▶ [Directive]
Reproduce the rows from the line with "Every <instance> block targets" to the line with "positive clicks: (422, 148)", including both of those lines, and give nothing else.

▶ [Source information]
------------------------------------------------------------------------

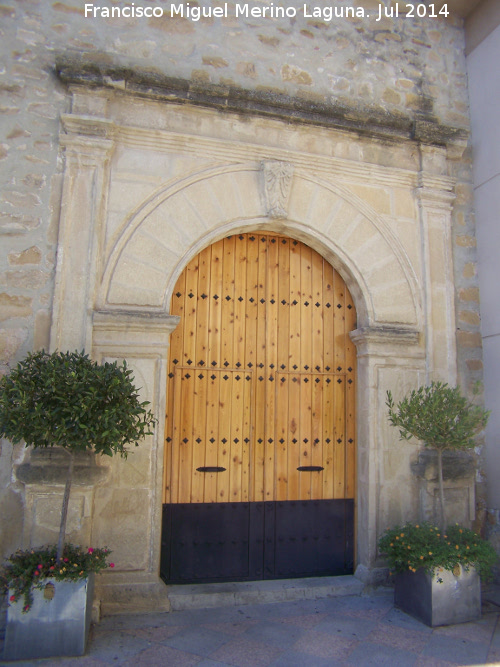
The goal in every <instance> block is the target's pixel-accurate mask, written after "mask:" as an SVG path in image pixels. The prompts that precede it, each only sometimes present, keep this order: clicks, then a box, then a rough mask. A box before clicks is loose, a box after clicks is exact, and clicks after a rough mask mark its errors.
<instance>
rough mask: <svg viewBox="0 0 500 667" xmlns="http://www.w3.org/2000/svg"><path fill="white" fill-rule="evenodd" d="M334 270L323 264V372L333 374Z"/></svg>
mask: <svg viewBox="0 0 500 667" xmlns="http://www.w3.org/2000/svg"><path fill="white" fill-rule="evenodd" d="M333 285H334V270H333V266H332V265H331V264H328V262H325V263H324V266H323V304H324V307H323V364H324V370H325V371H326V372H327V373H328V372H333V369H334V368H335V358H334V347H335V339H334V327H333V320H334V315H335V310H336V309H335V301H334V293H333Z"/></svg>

------------------------------------------------------------------------

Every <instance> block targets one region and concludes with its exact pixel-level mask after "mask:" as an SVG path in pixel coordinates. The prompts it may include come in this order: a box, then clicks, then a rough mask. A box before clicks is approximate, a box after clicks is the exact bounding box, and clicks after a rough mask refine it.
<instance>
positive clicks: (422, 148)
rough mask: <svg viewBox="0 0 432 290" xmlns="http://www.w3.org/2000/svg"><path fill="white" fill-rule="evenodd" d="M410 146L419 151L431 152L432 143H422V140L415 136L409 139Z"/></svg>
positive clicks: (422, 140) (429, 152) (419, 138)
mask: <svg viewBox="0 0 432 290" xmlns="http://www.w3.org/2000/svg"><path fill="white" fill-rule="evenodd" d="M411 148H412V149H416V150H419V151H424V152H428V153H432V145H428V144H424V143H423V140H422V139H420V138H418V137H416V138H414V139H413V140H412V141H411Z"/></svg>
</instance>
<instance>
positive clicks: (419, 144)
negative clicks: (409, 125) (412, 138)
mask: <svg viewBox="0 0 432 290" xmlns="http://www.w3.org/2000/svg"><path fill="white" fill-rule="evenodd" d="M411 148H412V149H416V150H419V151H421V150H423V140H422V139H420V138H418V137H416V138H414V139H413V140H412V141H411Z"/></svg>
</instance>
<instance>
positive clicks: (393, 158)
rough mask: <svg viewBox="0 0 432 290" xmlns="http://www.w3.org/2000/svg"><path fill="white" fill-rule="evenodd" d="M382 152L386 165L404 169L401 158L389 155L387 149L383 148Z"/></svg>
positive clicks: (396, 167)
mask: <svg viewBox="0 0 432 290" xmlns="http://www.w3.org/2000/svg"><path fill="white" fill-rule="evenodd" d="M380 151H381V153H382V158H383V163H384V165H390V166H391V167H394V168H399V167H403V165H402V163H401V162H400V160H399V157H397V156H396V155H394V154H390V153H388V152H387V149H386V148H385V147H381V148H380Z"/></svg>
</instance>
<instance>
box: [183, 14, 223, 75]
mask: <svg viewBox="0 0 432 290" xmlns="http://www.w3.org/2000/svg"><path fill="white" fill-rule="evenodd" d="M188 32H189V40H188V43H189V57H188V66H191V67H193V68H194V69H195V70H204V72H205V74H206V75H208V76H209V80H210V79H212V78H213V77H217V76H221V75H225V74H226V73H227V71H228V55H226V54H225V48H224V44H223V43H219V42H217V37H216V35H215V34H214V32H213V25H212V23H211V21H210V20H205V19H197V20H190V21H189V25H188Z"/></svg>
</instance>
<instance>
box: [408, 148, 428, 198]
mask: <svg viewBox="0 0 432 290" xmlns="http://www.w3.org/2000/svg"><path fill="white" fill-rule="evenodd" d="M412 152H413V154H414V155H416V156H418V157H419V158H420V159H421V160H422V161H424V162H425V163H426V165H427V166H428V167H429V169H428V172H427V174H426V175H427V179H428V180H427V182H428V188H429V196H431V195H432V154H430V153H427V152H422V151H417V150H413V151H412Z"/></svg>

------------------------------------------------------------------------

▶ [Written solution]
Every <instance> block targets one region and concludes with its exact pixel-level mask after "mask:" as an SVG path in pixel coordinates. The prompts it may include come in this order: a box, then clicks, then a rough mask. A box before clicks is approximate, a box after clicks is the exact bounding box, and clicks after a rough mask refine it.
<instance>
positive clicks: (422, 148)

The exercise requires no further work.